> _Request_
Copy the rows below word for word, leaving out the pictures.

> _The input_
====

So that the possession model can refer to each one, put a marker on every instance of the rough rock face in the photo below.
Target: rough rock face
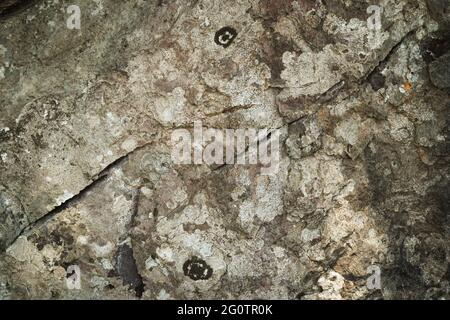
(87, 179)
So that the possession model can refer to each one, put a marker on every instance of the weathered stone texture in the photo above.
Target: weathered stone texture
(86, 176)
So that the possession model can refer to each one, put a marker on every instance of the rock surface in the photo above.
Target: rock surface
(87, 179)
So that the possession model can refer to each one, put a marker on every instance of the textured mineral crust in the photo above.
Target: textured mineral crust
(87, 179)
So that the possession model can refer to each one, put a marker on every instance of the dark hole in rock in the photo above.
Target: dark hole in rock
(126, 269)
(197, 269)
(225, 36)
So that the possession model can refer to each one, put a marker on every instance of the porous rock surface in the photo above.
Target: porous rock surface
(86, 176)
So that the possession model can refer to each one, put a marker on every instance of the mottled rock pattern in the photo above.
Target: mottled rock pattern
(86, 176)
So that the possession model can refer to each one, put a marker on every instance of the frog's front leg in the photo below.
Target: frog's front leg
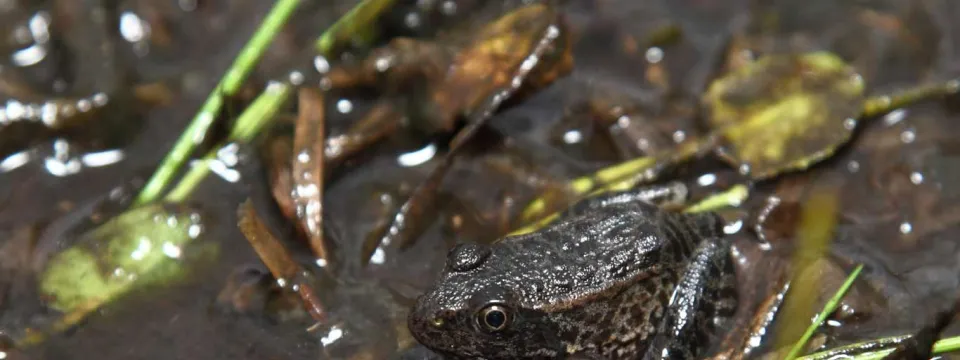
(674, 193)
(703, 300)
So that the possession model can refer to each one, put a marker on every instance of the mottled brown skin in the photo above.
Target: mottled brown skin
(615, 278)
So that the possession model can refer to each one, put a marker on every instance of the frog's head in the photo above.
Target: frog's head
(474, 311)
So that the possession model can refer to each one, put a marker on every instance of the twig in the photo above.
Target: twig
(307, 171)
(278, 260)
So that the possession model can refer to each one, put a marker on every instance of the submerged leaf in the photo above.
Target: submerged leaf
(130, 249)
(784, 112)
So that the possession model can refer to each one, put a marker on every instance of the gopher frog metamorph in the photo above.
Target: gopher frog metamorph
(615, 278)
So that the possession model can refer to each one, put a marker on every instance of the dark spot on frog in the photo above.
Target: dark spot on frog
(615, 278)
(466, 257)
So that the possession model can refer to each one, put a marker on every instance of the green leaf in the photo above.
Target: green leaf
(784, 112)
(139, 246)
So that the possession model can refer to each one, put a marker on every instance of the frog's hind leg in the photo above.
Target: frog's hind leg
(704, 300)
(674, 193)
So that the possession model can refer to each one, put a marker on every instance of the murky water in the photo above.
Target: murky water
(95, 96)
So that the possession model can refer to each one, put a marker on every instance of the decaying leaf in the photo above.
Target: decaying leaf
(132, 248)
(784, 112)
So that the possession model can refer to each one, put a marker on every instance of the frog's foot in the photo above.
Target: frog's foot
(704, 300)
(674, 193)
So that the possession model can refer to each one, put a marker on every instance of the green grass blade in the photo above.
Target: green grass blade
(822, 316)
(195, 132)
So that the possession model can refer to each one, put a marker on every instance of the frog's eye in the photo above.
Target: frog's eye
(494, 318)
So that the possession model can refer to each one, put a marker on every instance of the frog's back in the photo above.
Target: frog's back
(605, 277)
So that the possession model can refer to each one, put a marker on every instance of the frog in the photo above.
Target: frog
(616, 276)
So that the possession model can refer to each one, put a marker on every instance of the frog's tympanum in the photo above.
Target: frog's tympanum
(615, 278)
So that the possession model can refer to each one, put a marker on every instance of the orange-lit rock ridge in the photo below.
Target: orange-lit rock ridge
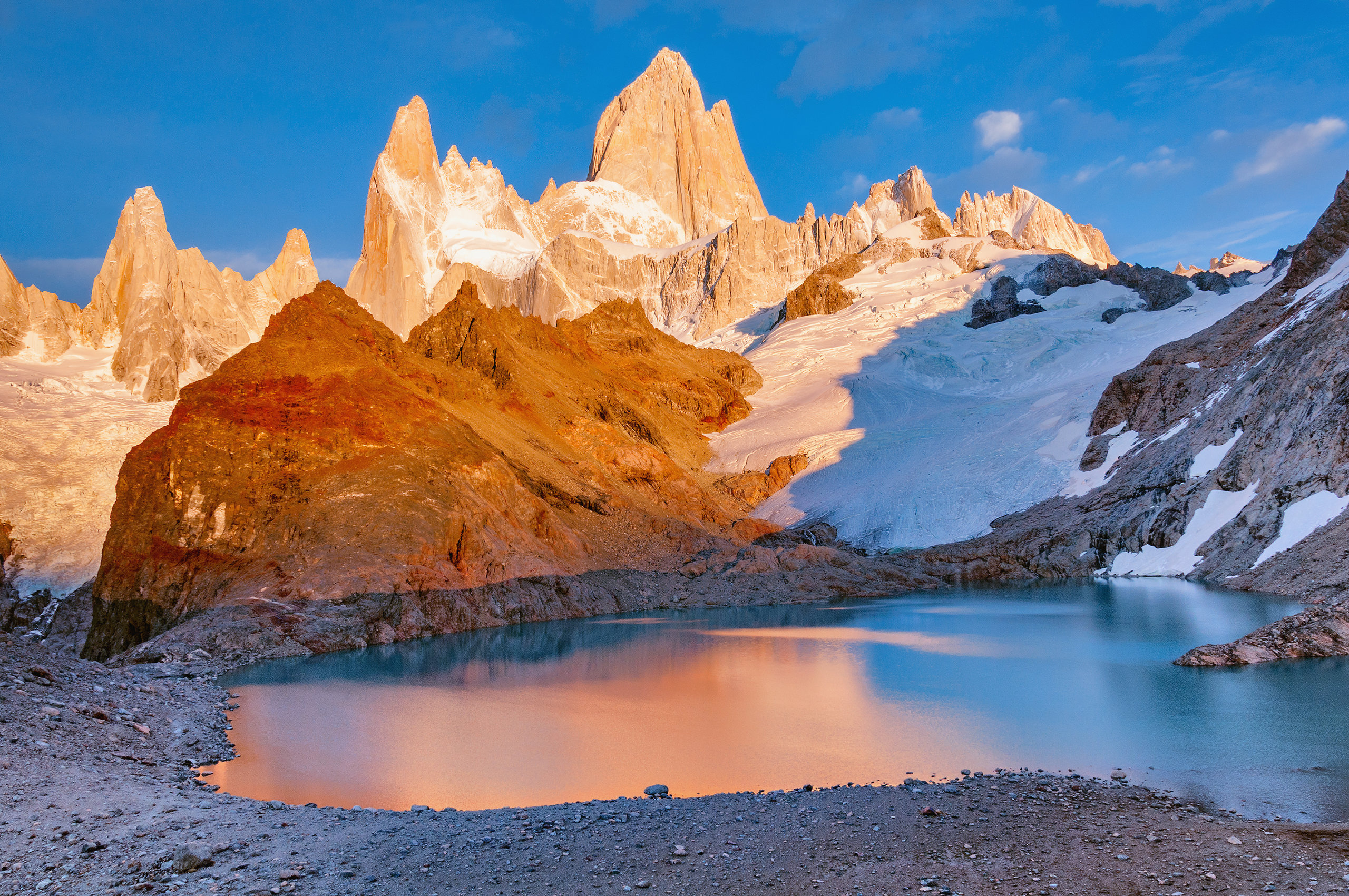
(34, 319)
(490, 469)
(1034, 222)
(663, 171)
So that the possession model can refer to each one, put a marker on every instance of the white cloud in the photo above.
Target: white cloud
(896, 119)
(1290, 146)
(998, 127)
(1007, 168)
(1162, 162)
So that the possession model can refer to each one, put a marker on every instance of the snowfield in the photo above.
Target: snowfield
(921, 431)
(65, 428)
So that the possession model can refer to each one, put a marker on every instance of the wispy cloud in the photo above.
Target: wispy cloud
(998, 127)
(1160, 162)
(1092, 172)
(1206, 243)
(1290, 146)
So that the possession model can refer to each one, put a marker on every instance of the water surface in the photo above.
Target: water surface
(1069, 676)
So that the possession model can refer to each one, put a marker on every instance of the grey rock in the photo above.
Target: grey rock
(1000, 306)
(1212, 282)
(1160, 289)
(189, 857)
(1275, 369)
(1112, 315)
(1058, 272)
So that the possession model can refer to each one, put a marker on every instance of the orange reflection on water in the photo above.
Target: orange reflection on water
(736, 713)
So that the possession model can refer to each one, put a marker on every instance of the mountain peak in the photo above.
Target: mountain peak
(410, 150)
(659, 141)
(1029, 218)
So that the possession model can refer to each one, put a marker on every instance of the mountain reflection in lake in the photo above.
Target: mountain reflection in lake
(1044, 676)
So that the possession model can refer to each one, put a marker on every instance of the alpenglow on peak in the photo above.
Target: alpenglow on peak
(658, 140)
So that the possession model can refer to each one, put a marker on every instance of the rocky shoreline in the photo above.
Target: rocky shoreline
(97, 776)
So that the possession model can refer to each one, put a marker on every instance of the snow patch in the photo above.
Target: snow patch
(1304, 517)
(65, 428)
(1220, 508)
(958, 426)
(1083, 481)
(1209, 458)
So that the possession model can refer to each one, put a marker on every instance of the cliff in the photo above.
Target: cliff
(1220, 458)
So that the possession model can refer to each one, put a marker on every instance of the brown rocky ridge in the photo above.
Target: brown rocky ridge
(1271, 382)
(333, 486)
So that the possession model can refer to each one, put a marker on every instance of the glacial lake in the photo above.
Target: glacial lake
(1061, 676)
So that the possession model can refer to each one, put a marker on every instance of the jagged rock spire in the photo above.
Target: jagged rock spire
(658, 140)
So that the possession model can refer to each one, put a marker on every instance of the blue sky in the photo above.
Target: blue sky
(1182, 129)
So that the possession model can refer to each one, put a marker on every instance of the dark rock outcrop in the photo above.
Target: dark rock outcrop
(1273, 380)
(822, 292)
(1212, 282)
(1160, 289)
(1317, 632)
(1001, 304)
(1058, 272)
(757, 488)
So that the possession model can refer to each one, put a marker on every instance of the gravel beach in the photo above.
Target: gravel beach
(100, 795)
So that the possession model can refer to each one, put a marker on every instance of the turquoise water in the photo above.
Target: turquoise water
(1066, 676)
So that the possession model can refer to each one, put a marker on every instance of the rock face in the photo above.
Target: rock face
(34, 319)
(1229, 263)
(1000, 306)
(757, 488)
(333, 459)
(1221, 458)
(658, 141)
(1032, 220)
(902, 200)
(172, 315)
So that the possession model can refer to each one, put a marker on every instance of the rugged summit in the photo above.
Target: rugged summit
(659, 141)
(34, 319)
(333, 459)
(1034, 222)
(429, 229)
(170, 315)
(1220, 458)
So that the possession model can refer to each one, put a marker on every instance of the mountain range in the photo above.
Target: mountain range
(645, 390)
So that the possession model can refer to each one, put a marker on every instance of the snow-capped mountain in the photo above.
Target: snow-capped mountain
(671, 219)
(919, 428)
(169, 313)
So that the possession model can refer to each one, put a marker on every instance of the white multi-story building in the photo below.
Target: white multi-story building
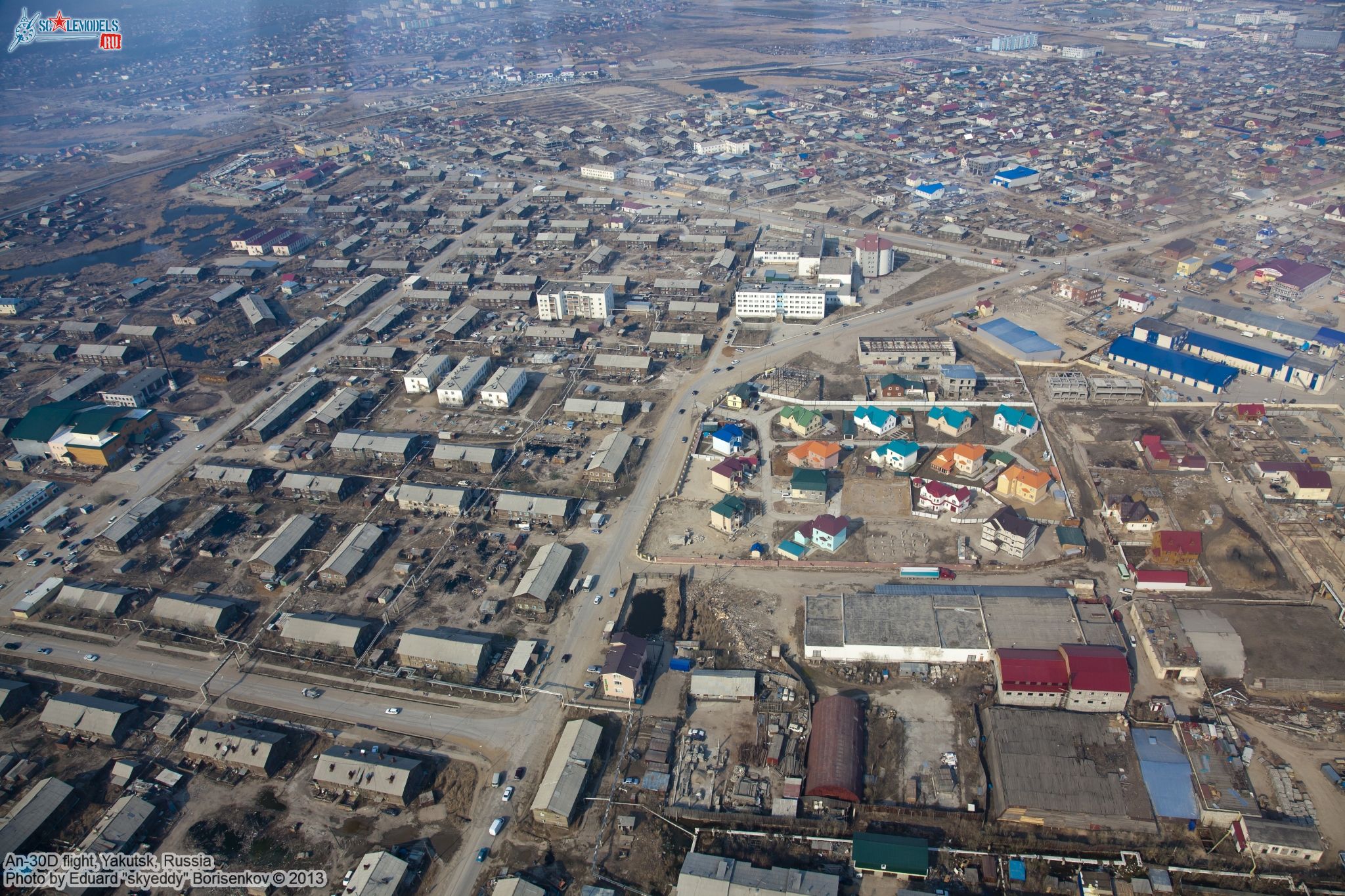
(426, 372)
(505, 387)
(460, 386)
(602, 172)
(1011, 42)
(558, 301)
(875, 255)
(716, 147)
(774, 301)
(1082, 51)
(803, 255)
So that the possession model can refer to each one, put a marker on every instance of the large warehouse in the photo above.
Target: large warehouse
(1009, 339)
(944, 624)
(1208, 377)
(835, 752)
(1064, 770)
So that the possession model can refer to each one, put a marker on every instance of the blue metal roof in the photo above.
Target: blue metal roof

====

> _The completed task_
So that the possession model can refer to each one, put a marker on every instance of the rough rock face in the photo below.
Target: rough rock face
(87, 179)
So that the possession model can refer to each one, put a marker on every instance of the weathered stone texture in the photo above.
Target: weathered stone texture
(86, 176)
So that the possession model can refer to each one, put a marker on every instance of the rock surface in the photo above.
Target: rock surface
(87, 179)
So that the possession model can refer to each one, put a marker on every instance of the textured mineral crust in the photo above.
Target: textured mineral crust
(87, 179)
So that the possession model can refer to each one, put a marker on every instance of the dark hole in rock in the photo above.
Target: dark hole in rock
(126, 269)
(197, 269)
(225, 36)
So that the possession model can refer to each one, put a marker on every instance of the porous rock surface in the photo above.
Target: porous rock surface
(86, 176)
So that the possession model can refer to each one, put a marker on every instance of the mottled rock pattern in the photo above.
Target: mottled rock pattern
(86, 176)
So that the possession model can refer to each one, put a marker on every instance of the frog's front leg in the photo below.
Target: frog's front leg
(674, 193)
(703, 300)
So that the possession model can refer to each one, put a marker on every instance of the mottled brown skin in the photo above.
Target: mottled brown skin
(615, 278)
So that the possession model can refer to each one, put a marker on every instance of the frog's head in the photo above.
Target: frog's head
(474, 311)
So that the possession model can refer to each one, put a marker on every instance of the twig in the photo above.
Target: twig
(307, 171)
(278, 260)
So that the possession model can refer to each one, put a marker on every instance of the submerged leaf in the photo above.
Target: submerged leaf
(130, 249)
(784, 112)
So that the possession model can refer to each one, put a marker on every instance of the gopher frog metamorph in the photo above.
Target: gopher frog metamorph
(615, 278)
So that the possession model can refer to each one, put a marker on every instance of the dark spot on frog in the photo above.
Target: dark spot on frog
(615, 278)
(466, 257)
So that the possession model can refer to each one, put a marker on every instance of the green leaf in the photo above.
Target: green leaf
(784, 112)
(139, 246)
So that the possession model can refer to each one, put a marker on every instance of the frog's hind leg in the photo above.
Target: frog's hind leg
(704, 300)
(674, 193)
So that the possession model can refer to each one, put a marker on every instance of the murky water in the photo above.
Target: murky water
(95, 96)
So that the possession model can refer to each one, put a marker on every instance of the decaying leaf in the photo above.
Target: decaying leaf
(132, 248)
(784, 112)
So that the possession model can refer to each one, put a marker on every instance of the frog's foot in the photo above.
Target: frog's foot
(704, 300)
(674, 193)
So that the possession model can refer to each one, put a marker on every instance of the green grass blade in the photo above.
Target: green grass blade
(822, 316)
(195, 132)
So that the possession model can refer to each one, put a marker on every instance of the frog's eye in the photo above.
Target: frog's eye
(494, 318)
So that the possession model can refer to each one, put a marker on every instance of the frog's back in the photo above.
Target: frog's back
(605, 277)
So that the possession model can refer to each one, put a marker on every instance of the frog in the photo above.
Target: frog
(616, 276)
So that the possession model can refer to each one, put a marker on every instance of the frog's tympanum in the photo above.
Target: frog's tympanum
(615, 278)
So that the possession model can refer to each one, put a marker on every instance of the orange-lit rock ridge in the photo below.
Target: orange-lit rock ridge
(34, 319)
(490, 469)
(1034, 222)
(663, 171)
So that the possession model can refer to each one, put a marker on every instance of the white cloud in the photo above.
Target: white cloud
(896, 119)
(1290, 146)
(998, 127)
(1007, 168)
(1162, 162)
So that the possession model can refer to each one, put a marker on every instance of the snowfield in the photo above.
Target: snowfield
(921, 431)
(65, 428)
So that the possession model can refer to each one, put a marker on every instance of the wispy cloud in the photo above.
Target: wispy cloud
(998, 127)
(1160, 162)
(1092, 172)
(1206, 243)
(1290, 146)
So that the possession model can refer to each one, put a marker on every instance of the water surface in the photo above.
Target: water surface
(1069, 676)
So that the possession model can refer to each one, put a marker on every instance of the grey rock in the photo above.
Target: grey rock
(1000, 306)
(1212, 282)
(1160, 289)
(189, 857)
(1275, 369)
(1112, 315)
(1058, 272)
So that the possession model can refer to each one, put a marker on every instance of the orange reflection on water in the photo above.
Target: orange reflection on water
(736, 713)
So that the possession model can refer to each one, put a marker on every instance of the mountain peak in the photo above.
Target: mountain peak
(410, 150)
(659, 141)
(1029, 218)
So that the possession model can refer to each one, put a marker on every instance of the mountain reflection in lake in the photo above.
Target: mountain reflection in lake
(1044, 676)
So that the possession model can refer to each one, put a marker on every instance of the alpenglow on peak in the photo above.
Target: alpenglow on peak
(658, 140)
So that the possession model can refer to each one, put a marker on every instance of the rocky shoreline in the photo above.
Target: rocky shoreline
(97, 776)
So that the possession model can refer to each one, put a marker on every instance of the snow patch in the photo above.
Target: snow patch
(1304, 517)
(65, 428)
(1220, 508)
(958, 426)
(1083, 481)
(1209, 458)
So that the possession model can refer to each one, put a marker on every instance of the cliff in the photo above.
Target: cliff
(1220, 458)
So that the possession model can refer to each one, put a marker on every instance of the brown rocky ridge in the photo above.
Target: brown rocky ridge
(1271, 382)
(333, 486)
So that the possession model can refer to each one, put a marker on every instance of the glacial lake in the photo above.
Target: glacial lake
(1061, 676)
So that the possession model can refer to each one, put a marker on every instance of the jagged rock spire in the photo above.
Target: jagged rock spire
(658, 140)
So that the possession model can refer to each one, put a marker on every instance of the blue sky in the photo above.
Target: blue sky
(1182, 129)
So that the possession model can refer to each one, put a marker on every instance of the dark rock outcrop in the photo above.
Target: dark rock outcrop
(1273, 380)
(822, 292)
(1212, 282)
(1160, 289)
(1317, 632)
(1001, 304)
(1058, 272)
(757, 488)
So that the possession model can refer to each one, put a marker on every instance of the gravel beach in the photo above.
Target: gravel beach
(100, 795)
So that the possession model can refer to each one, put a marker on every instance of the turquoise water in the photo above.
Target: turquoise water
(1066, 676)
So that the possession model can refer to each one, put a marker on every instance of the rock face in the photo above.
Target: rock face
(34, 319)
(1229, 263)
(1000, 306)
(757, 488)
(333, 459)
(1221, 458)
(658, 141)
(1032, 220)
(902, 200)
(172, 315)
So that the possession model can refer to each one, put a marker on every instance of the rugged summit in the photo above.
Target: rugged summit
(659, 141)
(34, 319)
(333, 459)
(1034, 222)
(429, 229)
(170, 315)
(1220, 458)
So that the possession model can refer to each one, put a marker on every instance of the mountain range in the photo above.
Target: mountain range
(645, 390)
So that the possession model can refer to each one, put a marker on every instance of the snow-capped mountain in the photo above.
Target: snow-capped mountain
(671, 219)
(919, 428)
(169, 313)
So that the possession model can refer to each one, put a marker on every instance of the white multi-story building in the photo below.
Target: white multi-story building
(426, 372)
(505, 387)
(460, 386)
(602, 172)
(1011, 42)
(558, 301)
(875, 255)
(716, 147)
(774, 301)
(1082, 51)
(803, 255)
So that the possession model can refer to each one, put a marker on every instance of the large warehouse in the photo above.
Target: large warehouse
(1009, 339)
(944, 624)
(1208, 377)
(835, 752)
(1064, 770)
So that the possession model can refer to each one, put a marker on every instance of the blue metal roof in the photo above.
Target: blue metal roof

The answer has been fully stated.